_Exercise instructions:_
Return every line of the entries that includes the word "below".

Information shown START

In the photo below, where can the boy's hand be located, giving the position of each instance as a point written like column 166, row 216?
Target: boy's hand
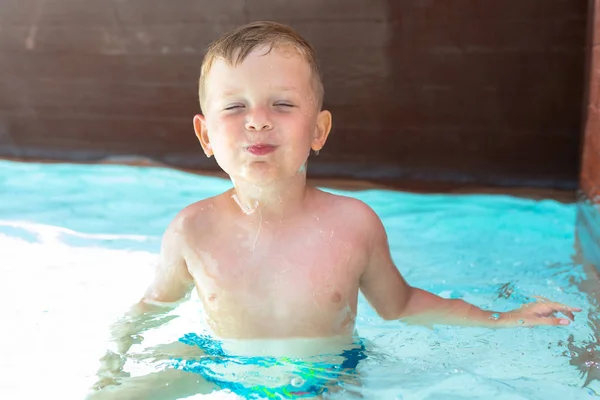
column 541, row 312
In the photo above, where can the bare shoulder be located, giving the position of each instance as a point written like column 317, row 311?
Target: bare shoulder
column 191, row 218
column 350, row 210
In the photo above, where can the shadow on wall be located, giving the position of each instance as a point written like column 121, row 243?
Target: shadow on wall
column 473, row 91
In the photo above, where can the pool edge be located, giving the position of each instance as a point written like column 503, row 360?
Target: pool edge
column 588, row 231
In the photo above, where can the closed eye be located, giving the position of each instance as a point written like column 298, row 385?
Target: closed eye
column 233, row 107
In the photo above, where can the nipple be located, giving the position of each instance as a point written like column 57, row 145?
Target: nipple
column 248, row 210
column 297, row 381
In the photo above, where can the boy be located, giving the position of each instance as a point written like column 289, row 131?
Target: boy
column 272, row 258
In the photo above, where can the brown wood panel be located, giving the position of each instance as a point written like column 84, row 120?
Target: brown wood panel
column 456, row 90
column 588, row 218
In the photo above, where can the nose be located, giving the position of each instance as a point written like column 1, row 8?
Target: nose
column 258, row 120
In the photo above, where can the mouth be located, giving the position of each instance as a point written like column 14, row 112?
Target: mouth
column 261, row 149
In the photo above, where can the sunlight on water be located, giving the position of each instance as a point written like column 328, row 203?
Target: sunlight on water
column 78, row 243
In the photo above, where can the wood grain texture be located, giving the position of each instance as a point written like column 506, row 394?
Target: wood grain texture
column 479, row 91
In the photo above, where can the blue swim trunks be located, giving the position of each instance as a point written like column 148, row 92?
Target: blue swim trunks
column 308, row 378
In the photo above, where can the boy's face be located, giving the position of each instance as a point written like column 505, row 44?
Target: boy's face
column 261, row 118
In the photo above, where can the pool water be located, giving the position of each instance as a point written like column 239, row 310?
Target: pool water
column 78, row 243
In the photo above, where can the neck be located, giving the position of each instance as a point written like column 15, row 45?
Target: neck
column 275, row 201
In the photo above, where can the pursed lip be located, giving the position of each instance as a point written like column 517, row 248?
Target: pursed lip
column 261, row 149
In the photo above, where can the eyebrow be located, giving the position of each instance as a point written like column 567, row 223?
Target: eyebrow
column 234, row 92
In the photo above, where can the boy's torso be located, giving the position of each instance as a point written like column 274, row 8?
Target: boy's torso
column 293, row 278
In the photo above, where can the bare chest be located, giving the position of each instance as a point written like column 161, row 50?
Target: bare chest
column 304, row 271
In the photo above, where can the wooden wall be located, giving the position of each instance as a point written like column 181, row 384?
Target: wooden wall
column 590, row 174
column 588, row 221
column 480, row 91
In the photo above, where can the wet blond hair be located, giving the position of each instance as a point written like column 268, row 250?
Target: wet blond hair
column 234, row 47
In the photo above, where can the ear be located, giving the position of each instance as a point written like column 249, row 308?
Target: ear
column 202, row 134
column 322, row 130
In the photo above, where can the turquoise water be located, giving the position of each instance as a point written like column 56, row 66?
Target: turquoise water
column 77, row 246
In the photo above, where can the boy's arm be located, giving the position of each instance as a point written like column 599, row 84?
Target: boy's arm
column 390, row 295
column 172, row 283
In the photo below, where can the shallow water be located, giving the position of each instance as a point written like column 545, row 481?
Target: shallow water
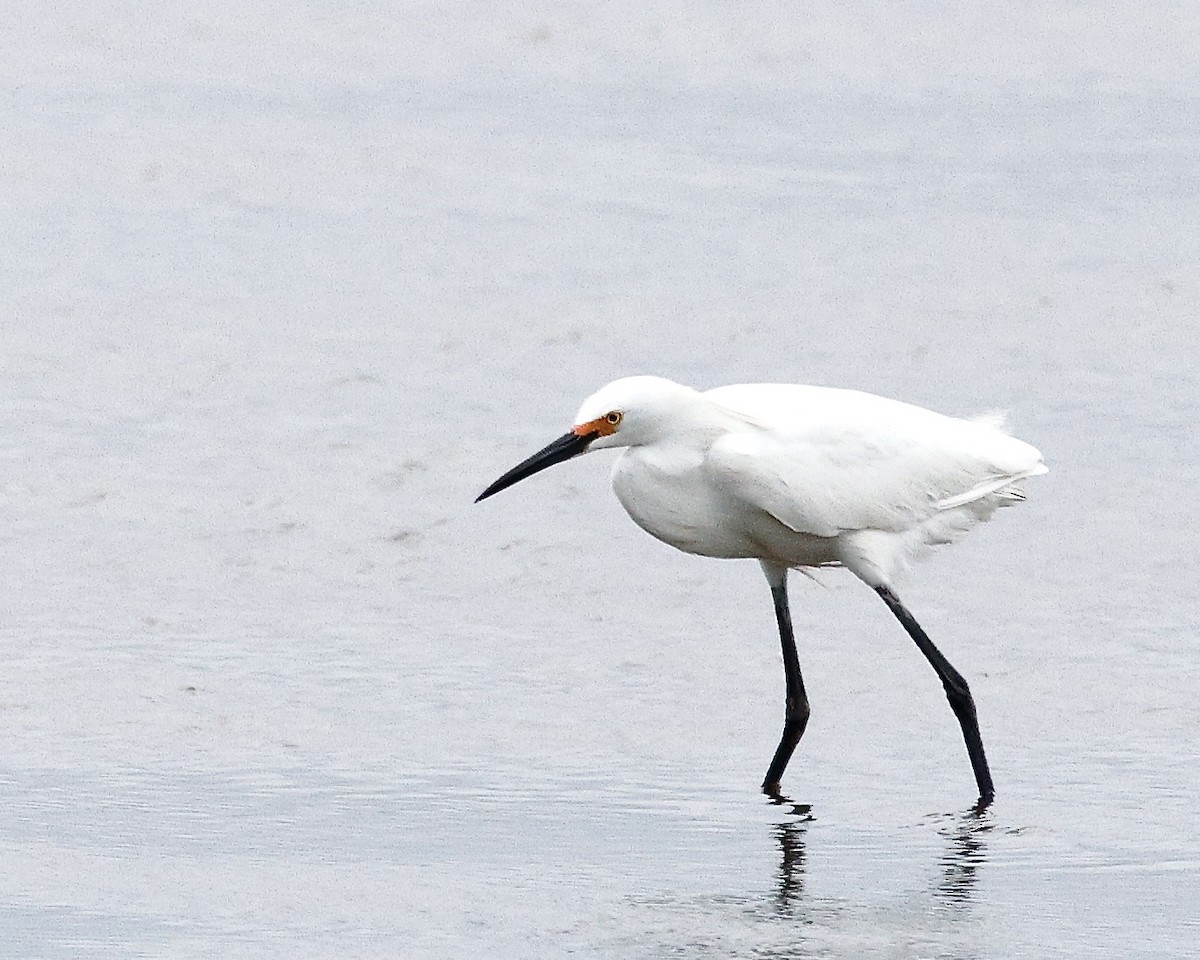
column 283, row 289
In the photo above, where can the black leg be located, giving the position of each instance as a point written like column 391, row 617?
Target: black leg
column 797, row 714
column 957, row 693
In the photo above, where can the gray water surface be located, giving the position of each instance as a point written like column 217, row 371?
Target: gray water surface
column 282, row 288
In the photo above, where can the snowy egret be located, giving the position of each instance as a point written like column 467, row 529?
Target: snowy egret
column 802, row 477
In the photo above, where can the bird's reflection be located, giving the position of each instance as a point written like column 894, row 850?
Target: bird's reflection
column 965, row 853
column 790, row 834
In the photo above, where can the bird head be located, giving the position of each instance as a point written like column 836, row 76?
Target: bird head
column 622, row 414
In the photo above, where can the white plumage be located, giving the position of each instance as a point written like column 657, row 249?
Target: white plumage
column 802, row 477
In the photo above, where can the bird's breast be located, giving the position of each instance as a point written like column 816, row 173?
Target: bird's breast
column 670, row 497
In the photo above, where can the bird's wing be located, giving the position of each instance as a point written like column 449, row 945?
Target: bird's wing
column 826, row 462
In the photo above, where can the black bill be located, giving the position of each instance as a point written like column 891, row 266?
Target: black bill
column 564, row 448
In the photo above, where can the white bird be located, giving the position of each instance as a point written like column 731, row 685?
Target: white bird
column 802, row 477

Information shown END

_Result of the task:_
In the photo below, where can the boy's hand be located, giving the position of each instance as a point written like column 166, row 216?
In the photo below, where can the shallow water be located, giving the position of each instance as a point written like column 545, row 481?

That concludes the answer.